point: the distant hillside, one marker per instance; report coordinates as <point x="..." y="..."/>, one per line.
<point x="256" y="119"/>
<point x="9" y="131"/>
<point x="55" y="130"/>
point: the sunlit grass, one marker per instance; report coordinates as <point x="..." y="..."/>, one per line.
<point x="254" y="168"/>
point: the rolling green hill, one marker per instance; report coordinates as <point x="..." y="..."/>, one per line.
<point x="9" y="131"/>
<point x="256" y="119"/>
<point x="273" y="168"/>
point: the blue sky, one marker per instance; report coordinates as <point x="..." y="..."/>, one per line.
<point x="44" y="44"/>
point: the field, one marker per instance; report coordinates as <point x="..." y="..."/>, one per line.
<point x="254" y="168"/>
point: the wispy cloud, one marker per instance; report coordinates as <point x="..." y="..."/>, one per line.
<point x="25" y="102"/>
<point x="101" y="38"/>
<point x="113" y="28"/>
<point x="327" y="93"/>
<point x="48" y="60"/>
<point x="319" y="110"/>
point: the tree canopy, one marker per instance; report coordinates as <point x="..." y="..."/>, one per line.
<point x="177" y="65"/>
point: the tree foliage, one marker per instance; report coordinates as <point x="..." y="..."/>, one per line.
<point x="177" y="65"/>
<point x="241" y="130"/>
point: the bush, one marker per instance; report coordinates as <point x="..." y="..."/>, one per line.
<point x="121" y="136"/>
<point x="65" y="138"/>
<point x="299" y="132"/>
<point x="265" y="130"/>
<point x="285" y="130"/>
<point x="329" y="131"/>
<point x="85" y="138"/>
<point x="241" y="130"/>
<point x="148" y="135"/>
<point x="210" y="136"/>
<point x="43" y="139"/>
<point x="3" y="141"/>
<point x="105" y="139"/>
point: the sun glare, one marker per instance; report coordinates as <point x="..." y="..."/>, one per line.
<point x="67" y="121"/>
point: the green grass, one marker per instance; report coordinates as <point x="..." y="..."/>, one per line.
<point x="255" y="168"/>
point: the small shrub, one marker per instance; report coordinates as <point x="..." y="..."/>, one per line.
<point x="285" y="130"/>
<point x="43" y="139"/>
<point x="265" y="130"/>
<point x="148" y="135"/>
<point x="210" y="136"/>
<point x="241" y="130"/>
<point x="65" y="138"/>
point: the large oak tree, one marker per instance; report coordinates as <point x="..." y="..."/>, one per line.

## [Work to complete]
Please transcribe each of the entries, exactly as written.

## [The answer]
point: the distant hillside, one marker per instance; report coordinates as <point x="..." y="..."/>, one per line.
<point x="256" y="119"/>
<point x="9" y="131"/>
<point x="55" y="130"/>
point: the sunlit grass, one marker per instance; report coordinates as <point x="..." y="..."/>, one per line.
<point x="254" y="168"/>
point: the rolling green hill, one marker per instance; report coordinates as <point x="..." y="..."/>, one per line.
<point x="9" y="131"/>
<point x="256" y="119"/>
<point x="273" y="168"/>
point: the blue sky, one marker per instance; report coordinates as <point x="..." y="..."/>, one per line.
<point x="44" y="44"/>
point: the field, one marker per instance; report coordinates as <point x="..." y="..."/>, one per line.
<point x="254" y="168"/>
point: the wispy cloud, one marker per instance; report coordinates as <point x="..." y="..."/>, one per line.
<point x="25" y="102"/>
<point x="101" y="38"/>
<point x="113" y="28"/>
<point x="327" y="93"/>
<point x="48" y="60"/>
<point x="319" y="110"/>
point: the tree canopy, one marker per instance; report coordinates as <point x="..." y="..."/>, one per line.
<point x="177" y="65"/>
point: the tree foliage, one marker per instance; report coordinates as <point x="..." y="..."/>, one per line.
<point x="177" y="65"/>
<point x="241" y="130"/>
point: the bush, one marker per instance; report coordinates as <point x="..." y="..."/>, one per line.
<point x="121" y="136"/>
<point x="65" y="138"/>
<point x="299" y="132"/>
<point x="265" y="130"/>
<point x="285" y="130"/>
<point x="329" y="131"/>
<point x="85" y="138"/>
<point x="241" y="130"/>
<point x="148" y="135"/>
<point x="210" y="136"/>
<point x="43" y="139"/>
<point x="3" y="141"/>
<point x="105" y="139"/>
point: the sun glare, one marker per instance; report coordinates as <point x="..." y="..."/>, one per line.
<point x="67" y="121"/>
point: the green grass, one marker per instance; report coordinates as <point x="..." y="..."/>, one per line.
<point x="255" y="168"/>
point: the small shrub, one marker per instance; report coordinates as <point x="..." y="..."/>, one per line.
<point x="285" y="130"/>
<point x="43" y="139"/>
<point x="265" y="130"/>
<point x="148" y="135"/>
<point x="210" y="136"/>
<point x="241" y="130"/>
<point x="65" y="138"/>
point: the large oak tree, one marker per instance; report coordinates as <point x="..." y="..."/>, one per line.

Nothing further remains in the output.